[Exercise aim]: Return, in their exact form, the lines that lie between the start of the data below and the line containing "note: a mask", with both ends included.

[Exercise input]:
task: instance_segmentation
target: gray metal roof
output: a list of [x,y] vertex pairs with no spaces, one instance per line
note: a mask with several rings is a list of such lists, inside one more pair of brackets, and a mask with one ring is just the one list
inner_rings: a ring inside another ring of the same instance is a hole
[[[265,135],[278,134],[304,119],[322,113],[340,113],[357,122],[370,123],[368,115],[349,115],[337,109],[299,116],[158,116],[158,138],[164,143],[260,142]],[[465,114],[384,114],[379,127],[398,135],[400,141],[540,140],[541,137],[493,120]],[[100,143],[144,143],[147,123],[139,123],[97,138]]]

[Worked solution]:
task: instance_segmentation
target: gray metal roof
output: a list of [x,y] vertex pairs with no spaces, one instance per line
note: a mask with several rings is a list of such lists, inside one more pair of brackets, and a mask with one ring is just the one list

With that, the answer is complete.